LED Lighting for Optimization
The newest generation of powerful LED grow lights have changed the way that licensed producers (LPs) maximize profits and crop quality. Growers at LPs often ask what adjustments need to be made to their growing environment in order to optimize their facility for LED lighting.
February 22, 2018 By Dr. Matt Wheatley
Well, one answer to these questions is that new and experienced growers who want to reap the benefits of an LED strategy should familiarize themselves with the relationships between environmental factors that affect the efficiency of photosynthesis; leaf temperature, humidity, carbon dioxide concentration, and light intensity.
When it comes to lighting, LPs should keep in mind the following factors: The effect of temperature on photosynthetic rate; how temperature and CO2 concentration are intimately linked to plant growth at higher temperatures; and compare the differences between ambient temperatures in high-pressure sodium (HPS) and LED grow rooms.
Leaf Temperature VERSUS Ambient Room Temperature
When scientists discuss photosynthesis and temperature, they typically reference leaf temperature, not the ambient room temperature. This makes sense given that the biochemistry of photosynthesis takes place inside plant’s leaves. In contrast, when grow-room designers discuss temperature, they usually reference the ambient room temperature. In most growing environments, the leaf temperature will be higher than the ambient air temperature surrounding the plant. This is especially true for plants grown under HPS lights, which emit infrared radiation that is absorbed as heat by the plant.
Temperature Requirements for Photosynthesis
RuBisCO is the plant enzyme responsible for the chemical reaction that begins carbon fixation. This chemical reaction is seen as the conversion of CO2 and water into simple sugars during photosynthesis. The chemical reaction that RuBisCO performs is temperature dependent.
With full sunlight and ambient CO2 concentrations of about 300 ppm, as well as a temperature range of 5°C to 27°C, the rate at which CO2 is absorbed by the plant and converted to sucrose increases as the temperature increases, leading to increasing gains in net photosynthesis.

--*--

**Prompt A**
Reproduce word for word everything in the LED lighting article from "When it comes" down to "LED grow rooms.".
**Prompt B**
Carry on the article about LED grow lights and photosynthesis from the point where it stops.

**Record excerpts**
--*--

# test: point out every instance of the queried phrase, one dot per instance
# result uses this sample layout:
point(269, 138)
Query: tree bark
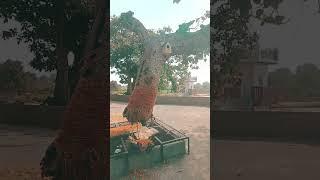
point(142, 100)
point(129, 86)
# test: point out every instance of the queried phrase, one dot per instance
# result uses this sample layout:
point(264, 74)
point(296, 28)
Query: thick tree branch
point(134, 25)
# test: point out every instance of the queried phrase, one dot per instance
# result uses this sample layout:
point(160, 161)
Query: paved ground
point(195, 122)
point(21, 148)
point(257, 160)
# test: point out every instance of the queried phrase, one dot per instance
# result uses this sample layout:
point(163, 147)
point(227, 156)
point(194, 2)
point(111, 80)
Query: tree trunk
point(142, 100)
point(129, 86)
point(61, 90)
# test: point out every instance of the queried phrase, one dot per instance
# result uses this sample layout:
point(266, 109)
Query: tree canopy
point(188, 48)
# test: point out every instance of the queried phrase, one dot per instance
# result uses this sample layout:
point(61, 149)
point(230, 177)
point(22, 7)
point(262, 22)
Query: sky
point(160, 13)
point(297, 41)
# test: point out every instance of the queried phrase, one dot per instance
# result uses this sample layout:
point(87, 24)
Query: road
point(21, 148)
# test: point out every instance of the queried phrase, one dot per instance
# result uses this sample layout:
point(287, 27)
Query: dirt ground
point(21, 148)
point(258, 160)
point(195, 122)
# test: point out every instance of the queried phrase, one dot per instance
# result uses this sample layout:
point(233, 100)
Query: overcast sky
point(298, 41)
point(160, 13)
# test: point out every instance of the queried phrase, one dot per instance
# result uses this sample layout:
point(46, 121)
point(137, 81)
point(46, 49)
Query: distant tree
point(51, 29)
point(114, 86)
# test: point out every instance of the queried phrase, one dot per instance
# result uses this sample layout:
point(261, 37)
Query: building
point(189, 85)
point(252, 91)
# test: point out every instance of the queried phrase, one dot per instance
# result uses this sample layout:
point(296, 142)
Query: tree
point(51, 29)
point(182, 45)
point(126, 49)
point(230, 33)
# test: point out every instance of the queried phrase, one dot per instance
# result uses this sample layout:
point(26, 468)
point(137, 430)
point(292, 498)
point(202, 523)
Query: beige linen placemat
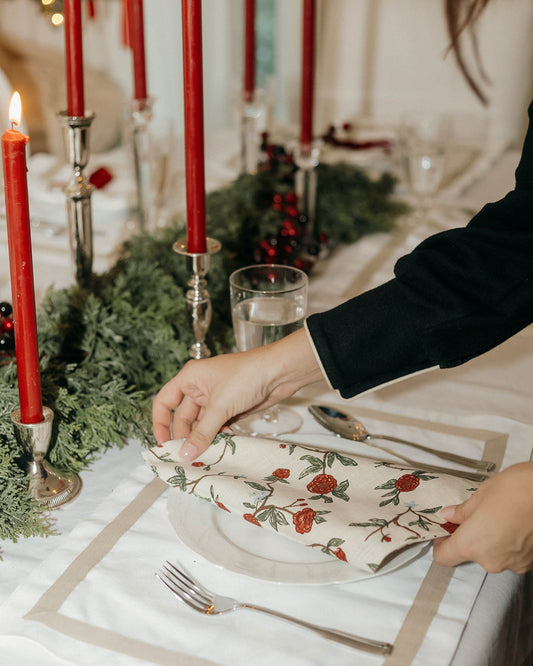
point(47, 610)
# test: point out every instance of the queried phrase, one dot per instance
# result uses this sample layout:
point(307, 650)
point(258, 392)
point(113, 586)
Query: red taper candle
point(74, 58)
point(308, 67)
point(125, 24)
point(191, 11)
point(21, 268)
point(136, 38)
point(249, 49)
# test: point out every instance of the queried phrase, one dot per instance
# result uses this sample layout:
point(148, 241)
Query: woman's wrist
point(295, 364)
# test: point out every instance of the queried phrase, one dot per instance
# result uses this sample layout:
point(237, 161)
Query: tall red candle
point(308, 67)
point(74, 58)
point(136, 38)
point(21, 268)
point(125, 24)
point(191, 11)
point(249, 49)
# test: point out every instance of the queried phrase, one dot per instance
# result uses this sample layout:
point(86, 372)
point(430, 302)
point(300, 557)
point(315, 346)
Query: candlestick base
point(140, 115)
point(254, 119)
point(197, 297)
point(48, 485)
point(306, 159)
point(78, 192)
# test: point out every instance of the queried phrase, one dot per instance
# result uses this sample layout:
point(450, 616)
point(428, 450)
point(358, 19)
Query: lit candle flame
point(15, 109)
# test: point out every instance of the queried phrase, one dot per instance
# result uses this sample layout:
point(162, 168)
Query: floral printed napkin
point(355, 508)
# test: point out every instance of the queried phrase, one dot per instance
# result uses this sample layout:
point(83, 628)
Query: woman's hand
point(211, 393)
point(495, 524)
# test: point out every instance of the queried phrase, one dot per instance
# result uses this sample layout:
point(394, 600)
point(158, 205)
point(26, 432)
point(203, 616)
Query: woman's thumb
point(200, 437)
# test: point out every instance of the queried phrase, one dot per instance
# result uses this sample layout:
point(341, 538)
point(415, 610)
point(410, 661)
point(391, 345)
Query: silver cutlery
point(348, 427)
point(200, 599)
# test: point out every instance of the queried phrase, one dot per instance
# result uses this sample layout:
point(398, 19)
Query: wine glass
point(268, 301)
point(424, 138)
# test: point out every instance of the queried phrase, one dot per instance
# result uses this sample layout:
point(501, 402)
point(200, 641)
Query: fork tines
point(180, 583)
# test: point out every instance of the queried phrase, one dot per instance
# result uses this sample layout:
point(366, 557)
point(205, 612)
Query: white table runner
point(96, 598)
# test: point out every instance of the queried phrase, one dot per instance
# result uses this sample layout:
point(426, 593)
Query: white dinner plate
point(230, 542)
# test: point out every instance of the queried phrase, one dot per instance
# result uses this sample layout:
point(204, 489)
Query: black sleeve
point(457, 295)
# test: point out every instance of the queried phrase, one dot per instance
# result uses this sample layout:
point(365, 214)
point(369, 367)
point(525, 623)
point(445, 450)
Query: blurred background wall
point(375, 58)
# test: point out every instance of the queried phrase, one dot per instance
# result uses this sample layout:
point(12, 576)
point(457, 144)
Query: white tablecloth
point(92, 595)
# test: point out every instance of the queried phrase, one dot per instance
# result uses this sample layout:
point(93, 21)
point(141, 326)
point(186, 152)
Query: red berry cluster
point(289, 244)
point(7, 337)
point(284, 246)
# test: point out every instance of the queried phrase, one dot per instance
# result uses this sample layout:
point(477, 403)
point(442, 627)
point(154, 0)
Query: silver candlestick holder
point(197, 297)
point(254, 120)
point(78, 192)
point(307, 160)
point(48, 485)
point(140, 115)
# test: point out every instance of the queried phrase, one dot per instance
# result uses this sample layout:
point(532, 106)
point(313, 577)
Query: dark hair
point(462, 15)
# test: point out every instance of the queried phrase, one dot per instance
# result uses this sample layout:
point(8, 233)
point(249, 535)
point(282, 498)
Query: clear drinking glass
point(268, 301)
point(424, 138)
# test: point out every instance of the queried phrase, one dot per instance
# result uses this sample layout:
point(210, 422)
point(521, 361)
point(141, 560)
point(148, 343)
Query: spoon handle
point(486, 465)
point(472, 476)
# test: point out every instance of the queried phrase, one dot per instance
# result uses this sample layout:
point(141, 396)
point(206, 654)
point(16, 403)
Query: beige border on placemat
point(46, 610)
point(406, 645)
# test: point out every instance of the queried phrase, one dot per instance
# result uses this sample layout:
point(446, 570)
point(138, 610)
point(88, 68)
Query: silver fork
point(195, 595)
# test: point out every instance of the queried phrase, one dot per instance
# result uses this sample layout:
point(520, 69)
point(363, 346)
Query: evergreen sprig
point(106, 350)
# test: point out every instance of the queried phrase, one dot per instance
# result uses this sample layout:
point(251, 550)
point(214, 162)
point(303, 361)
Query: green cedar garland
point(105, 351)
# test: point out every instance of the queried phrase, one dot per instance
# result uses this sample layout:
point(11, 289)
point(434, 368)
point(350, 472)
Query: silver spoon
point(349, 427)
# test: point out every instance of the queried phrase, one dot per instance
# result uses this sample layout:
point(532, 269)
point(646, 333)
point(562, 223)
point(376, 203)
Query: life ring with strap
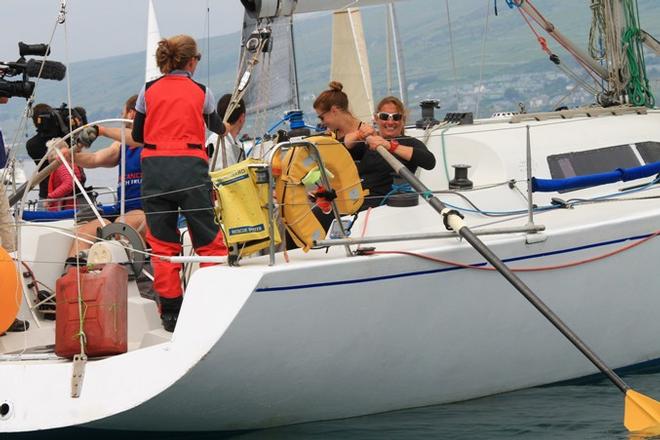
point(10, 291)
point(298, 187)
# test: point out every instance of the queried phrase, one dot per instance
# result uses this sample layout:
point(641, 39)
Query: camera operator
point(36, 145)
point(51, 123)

--*--

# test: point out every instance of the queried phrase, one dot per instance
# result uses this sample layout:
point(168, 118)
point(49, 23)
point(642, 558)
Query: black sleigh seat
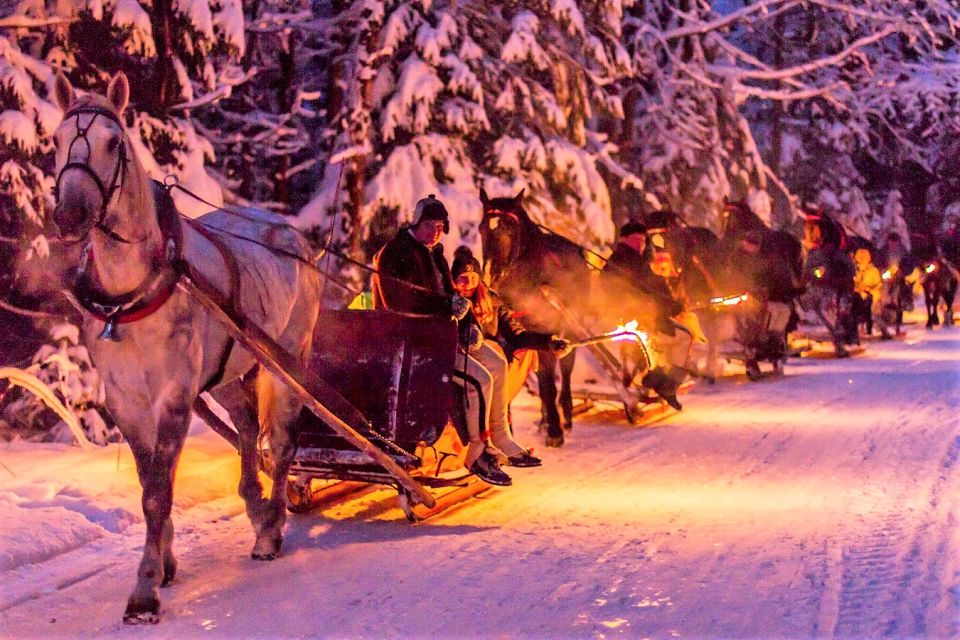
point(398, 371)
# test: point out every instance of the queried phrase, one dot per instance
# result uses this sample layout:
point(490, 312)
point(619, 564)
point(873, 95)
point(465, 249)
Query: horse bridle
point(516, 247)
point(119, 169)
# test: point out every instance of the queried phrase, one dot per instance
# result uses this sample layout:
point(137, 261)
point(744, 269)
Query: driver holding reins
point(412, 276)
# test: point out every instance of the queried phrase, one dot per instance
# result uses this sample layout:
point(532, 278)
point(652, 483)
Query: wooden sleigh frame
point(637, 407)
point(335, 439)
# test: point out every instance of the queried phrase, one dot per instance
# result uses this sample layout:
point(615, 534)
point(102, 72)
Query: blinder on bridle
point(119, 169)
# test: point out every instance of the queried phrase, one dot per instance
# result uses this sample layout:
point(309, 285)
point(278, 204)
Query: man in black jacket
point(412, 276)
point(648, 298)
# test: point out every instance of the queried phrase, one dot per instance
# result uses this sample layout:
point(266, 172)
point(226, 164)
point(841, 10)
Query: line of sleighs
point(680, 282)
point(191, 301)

--*--

**Expected answer A**
When it comes to lighting, LPs should keep in mind the following factors: The effect of temperature on photosynthetic rate; how temperature and CO2 concentration are intimately linked to plant growth at higher temperatures; and compare the differences between ambient temperatures in high-pressure sodium (HPS) and LED grow rooms.

**Expected answer B**
If the internal leaf temperature rises above 27°C, RuBisCO enzymes begin to perform the reverse reaction, with some of the RuBisCO enzyme converting sucrose and oxygen into CO2 and water in a process known as photorespiration. As leaf
temperatures approach 40°C, net photosynthesis will become negative as the plant burns more carbon than it gains. So, under normal ambient CO2 levels, a grower will achieve the greatest growth with leaf temperatures just below 27°C.
Fortunately, an indoor grower can adjust their environment to achieve optimal growing conditions. Controlled environments allow growers to maintain optimal temperatures, carbon dioxide concentrations, light intensity and relative humidity. So, let’s explore how a grower can adjust the growing environment to take advantage of high rates of growth that occur at high temperatures.
The Importance of CO2 Enhancement for High Temperature Growing
Increasing CO2 concentrations will extend the temperature range in which RuBisCO may fix CO2 into sugar. With increased CO2, we see that as temperature increases so does the rate of the chemical reaction that RuBisCO performs. This works because an increase in CO2 concentration means that the ratio of chemical substrates to products is being increased. If the CO2 concentrations are increased from ambient 300 ppm to 1,500 ppm, the change in the ratio of reactants to products will allow plants to continue to fix CO2 into sucrose at leaf temperatures well above 27°C, all the way up to about 36°C!
And as the temperature increases, so does the rate of carbon fixation and plant growth. This means, that if they are careful with their environmental controls, growers may achieve very high rates of carbon fixation and plant growth at leaf temperatures well above 30°C.
Infrared Radiation Creates Leaf Temperature Gradients Down the Canopy
HPS bulbs emit a large infrared peak between 800 nm and 900 nm. This infrared peak significantly increases leaf temperatures at the top of the canopy, where most of the infrared light is absorbed. When examining the differences between leaf temperatures of plants grown in the same room under either HPS or LED lights, we will see significant temperature differences that infrared light causes.
In one study, the photosynthetic activity and internal leaf temperature of leaves was measured at different distances from the light source. The internal leaf temperature measurements were very clear.
The leaves of plants under LEDs did not show an increase for internal leaf temperature significantly above the ambient room temp at any distance between two and four feet from the lamp. In contrast, the leaves of plants under the HPS lamps showed a wide range of internal temperatures.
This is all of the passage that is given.